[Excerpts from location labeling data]
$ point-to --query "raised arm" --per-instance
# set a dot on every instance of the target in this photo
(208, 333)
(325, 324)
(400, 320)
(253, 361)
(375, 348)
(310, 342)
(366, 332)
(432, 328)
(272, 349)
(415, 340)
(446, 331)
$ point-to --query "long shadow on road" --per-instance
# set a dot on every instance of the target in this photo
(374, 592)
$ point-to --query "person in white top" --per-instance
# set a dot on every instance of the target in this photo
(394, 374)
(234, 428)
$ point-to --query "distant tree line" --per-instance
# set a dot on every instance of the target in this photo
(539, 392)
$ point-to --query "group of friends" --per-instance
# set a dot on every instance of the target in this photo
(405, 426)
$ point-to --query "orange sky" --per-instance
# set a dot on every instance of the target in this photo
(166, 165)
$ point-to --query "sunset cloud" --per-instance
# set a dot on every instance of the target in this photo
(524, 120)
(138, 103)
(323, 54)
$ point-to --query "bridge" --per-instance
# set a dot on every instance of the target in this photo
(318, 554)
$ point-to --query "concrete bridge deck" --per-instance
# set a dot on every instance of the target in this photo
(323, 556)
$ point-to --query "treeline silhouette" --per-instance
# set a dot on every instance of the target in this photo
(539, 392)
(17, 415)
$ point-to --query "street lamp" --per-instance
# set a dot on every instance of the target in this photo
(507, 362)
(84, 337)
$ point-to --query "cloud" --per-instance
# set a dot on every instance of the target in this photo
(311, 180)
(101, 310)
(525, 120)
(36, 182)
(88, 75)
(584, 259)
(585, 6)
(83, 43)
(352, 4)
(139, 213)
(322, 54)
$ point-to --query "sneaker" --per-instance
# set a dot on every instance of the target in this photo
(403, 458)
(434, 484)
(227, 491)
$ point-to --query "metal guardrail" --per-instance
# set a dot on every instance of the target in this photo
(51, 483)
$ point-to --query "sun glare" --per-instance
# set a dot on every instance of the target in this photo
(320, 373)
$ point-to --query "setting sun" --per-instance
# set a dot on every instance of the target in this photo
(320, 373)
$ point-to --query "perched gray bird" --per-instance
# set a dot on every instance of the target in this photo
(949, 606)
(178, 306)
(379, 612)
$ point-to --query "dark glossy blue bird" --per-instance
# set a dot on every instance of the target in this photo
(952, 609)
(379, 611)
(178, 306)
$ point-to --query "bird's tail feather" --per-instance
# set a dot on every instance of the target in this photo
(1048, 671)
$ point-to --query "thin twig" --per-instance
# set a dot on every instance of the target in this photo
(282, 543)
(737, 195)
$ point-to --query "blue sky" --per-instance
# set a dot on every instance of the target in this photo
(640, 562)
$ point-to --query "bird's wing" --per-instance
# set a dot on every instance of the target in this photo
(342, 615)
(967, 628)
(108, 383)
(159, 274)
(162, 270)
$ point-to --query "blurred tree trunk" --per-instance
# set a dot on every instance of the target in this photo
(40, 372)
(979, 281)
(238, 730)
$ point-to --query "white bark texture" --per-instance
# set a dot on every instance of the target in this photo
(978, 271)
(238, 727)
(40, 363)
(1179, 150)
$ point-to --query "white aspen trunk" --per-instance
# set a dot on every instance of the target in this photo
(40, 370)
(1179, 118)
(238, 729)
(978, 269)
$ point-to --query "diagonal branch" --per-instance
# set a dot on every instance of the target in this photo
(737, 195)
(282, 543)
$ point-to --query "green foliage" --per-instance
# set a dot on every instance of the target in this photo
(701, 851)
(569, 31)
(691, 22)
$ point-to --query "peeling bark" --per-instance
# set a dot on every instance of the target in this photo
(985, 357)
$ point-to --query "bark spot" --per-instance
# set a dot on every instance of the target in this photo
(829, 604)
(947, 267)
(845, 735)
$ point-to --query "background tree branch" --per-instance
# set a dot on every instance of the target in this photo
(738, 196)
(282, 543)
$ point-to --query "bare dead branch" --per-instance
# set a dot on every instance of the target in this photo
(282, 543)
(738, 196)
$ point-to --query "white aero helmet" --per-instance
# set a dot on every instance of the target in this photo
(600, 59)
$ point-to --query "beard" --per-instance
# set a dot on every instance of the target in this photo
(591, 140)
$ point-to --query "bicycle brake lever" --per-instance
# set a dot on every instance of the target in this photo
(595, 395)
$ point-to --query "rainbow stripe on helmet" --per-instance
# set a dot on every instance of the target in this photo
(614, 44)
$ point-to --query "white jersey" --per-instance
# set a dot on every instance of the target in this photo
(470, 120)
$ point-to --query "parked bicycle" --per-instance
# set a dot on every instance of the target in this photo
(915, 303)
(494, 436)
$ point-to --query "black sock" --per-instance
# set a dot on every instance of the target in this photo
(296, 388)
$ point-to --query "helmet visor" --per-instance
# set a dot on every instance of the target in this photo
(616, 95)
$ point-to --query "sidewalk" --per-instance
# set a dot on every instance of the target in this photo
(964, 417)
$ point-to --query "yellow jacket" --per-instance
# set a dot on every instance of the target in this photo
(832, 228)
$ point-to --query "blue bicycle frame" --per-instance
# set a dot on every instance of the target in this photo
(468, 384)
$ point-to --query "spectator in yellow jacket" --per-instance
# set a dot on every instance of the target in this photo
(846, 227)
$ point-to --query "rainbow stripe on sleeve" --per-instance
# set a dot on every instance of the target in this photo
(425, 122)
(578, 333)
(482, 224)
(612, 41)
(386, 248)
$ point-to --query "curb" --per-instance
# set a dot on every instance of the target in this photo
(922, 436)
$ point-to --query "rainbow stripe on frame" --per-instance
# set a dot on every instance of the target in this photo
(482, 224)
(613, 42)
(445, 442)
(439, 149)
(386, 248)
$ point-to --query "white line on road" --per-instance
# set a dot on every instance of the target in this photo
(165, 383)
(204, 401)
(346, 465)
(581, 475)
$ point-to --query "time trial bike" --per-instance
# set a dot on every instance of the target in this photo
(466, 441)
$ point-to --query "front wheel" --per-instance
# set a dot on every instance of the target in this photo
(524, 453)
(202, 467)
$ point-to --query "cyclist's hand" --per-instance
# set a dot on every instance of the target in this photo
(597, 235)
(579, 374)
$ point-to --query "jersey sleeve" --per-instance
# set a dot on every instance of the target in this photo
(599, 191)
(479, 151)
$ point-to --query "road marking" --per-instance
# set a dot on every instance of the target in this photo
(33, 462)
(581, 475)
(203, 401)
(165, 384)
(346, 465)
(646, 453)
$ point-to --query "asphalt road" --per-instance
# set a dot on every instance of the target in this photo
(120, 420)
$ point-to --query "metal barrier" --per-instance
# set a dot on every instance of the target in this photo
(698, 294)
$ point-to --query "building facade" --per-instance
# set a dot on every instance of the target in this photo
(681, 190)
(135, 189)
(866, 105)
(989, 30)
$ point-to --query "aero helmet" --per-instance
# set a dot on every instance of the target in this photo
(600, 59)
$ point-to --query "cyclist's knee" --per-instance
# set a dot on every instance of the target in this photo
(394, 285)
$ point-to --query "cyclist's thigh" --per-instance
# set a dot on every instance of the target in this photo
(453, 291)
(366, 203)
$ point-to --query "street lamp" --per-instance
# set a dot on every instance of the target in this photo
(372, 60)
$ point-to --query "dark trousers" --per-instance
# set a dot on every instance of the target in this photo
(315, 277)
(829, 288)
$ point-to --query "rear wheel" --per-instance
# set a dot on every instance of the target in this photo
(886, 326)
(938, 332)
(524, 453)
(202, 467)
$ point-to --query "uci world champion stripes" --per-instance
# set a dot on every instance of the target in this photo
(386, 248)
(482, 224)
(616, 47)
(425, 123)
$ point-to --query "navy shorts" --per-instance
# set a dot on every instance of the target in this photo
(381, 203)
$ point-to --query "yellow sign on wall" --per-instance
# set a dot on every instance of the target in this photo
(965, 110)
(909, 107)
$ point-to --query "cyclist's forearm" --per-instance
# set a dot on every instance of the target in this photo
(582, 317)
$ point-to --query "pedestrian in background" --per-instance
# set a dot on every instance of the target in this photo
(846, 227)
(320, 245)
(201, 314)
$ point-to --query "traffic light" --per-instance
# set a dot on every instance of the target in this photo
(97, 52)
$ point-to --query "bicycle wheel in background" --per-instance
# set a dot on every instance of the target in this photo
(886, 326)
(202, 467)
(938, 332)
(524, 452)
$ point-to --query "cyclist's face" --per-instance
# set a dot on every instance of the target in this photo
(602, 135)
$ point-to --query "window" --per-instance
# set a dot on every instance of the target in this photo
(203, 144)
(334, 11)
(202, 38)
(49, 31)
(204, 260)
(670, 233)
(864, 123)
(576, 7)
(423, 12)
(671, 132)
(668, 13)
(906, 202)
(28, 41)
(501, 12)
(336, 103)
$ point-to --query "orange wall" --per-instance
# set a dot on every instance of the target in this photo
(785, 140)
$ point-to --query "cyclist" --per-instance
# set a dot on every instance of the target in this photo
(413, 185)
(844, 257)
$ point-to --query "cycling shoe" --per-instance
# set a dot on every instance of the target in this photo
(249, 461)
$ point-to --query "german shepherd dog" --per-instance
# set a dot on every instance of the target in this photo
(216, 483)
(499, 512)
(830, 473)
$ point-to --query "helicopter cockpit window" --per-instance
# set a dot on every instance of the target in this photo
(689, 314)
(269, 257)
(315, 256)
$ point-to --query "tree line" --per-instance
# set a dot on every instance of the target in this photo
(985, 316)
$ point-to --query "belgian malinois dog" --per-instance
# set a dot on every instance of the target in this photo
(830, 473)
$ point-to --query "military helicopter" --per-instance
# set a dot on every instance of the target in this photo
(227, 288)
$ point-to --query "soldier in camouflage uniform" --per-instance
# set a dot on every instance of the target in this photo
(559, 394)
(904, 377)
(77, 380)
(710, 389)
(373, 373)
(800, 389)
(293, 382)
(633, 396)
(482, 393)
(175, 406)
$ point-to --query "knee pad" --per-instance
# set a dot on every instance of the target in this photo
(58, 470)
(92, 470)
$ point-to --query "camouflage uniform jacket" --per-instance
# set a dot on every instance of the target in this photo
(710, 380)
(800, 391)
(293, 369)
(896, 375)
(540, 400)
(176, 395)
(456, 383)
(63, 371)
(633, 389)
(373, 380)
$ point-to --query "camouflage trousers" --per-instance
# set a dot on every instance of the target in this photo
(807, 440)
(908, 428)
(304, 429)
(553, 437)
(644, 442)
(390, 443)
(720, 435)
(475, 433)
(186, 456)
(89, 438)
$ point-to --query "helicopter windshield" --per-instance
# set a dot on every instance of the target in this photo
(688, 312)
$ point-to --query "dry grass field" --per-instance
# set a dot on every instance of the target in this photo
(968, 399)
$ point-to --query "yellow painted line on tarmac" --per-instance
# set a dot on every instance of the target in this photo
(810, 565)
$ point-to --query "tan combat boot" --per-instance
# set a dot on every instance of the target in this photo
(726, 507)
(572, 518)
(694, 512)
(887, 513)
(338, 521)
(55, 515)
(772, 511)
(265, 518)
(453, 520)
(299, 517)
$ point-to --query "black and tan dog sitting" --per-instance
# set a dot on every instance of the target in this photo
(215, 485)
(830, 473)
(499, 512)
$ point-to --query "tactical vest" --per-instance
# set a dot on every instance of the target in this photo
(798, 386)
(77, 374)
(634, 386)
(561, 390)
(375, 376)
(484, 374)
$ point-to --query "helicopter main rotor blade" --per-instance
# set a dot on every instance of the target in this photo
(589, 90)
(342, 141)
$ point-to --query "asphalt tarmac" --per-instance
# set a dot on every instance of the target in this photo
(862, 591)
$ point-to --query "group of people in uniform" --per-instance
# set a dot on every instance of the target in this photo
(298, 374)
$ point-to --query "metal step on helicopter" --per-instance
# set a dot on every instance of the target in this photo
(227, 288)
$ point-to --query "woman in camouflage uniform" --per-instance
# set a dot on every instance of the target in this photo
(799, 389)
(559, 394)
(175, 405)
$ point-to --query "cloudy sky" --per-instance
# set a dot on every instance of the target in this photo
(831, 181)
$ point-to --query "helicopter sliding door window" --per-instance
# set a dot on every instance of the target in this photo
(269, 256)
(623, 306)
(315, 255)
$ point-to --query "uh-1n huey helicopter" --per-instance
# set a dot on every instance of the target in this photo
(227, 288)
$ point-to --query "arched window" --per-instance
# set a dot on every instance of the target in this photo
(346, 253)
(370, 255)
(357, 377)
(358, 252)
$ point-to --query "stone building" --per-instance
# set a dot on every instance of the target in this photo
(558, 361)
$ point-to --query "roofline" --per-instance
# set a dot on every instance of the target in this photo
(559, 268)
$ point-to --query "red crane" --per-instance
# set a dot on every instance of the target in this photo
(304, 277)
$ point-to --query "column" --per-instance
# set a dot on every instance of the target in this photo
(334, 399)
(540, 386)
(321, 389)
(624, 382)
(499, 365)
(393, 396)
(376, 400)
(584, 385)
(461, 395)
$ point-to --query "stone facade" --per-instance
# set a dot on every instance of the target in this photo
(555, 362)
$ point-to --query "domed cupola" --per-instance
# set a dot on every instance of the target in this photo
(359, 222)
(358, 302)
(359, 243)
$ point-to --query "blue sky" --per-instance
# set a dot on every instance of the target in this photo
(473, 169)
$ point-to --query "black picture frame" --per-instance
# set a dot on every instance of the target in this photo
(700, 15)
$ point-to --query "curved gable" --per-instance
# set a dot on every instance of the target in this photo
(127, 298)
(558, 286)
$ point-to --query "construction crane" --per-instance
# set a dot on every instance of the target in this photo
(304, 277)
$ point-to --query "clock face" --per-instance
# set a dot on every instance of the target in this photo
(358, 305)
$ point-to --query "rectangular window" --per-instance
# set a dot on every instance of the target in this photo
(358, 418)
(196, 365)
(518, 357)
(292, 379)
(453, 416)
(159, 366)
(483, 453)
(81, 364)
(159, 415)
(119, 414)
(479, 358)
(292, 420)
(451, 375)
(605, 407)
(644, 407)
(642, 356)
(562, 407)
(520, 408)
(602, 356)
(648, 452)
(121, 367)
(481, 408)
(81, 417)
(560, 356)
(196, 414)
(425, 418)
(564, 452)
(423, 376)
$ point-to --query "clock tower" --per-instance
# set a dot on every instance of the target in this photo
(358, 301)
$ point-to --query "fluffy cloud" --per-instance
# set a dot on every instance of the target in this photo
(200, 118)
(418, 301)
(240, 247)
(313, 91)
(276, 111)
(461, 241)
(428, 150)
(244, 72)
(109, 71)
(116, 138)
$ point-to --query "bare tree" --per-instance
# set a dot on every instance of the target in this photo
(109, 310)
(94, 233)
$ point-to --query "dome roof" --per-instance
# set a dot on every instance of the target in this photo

◆ WORK REQUIRED
Extract every line of the records above that contains the string "rainbow".

◆ TASK OUTPUT
$ point-to --query "rainbow stripe on helmet" --per-instance
$ point-to --query "rainbow stripe on sleeve" --per-instance
$ point-to --query "rainbow stripe on frame" --per-instance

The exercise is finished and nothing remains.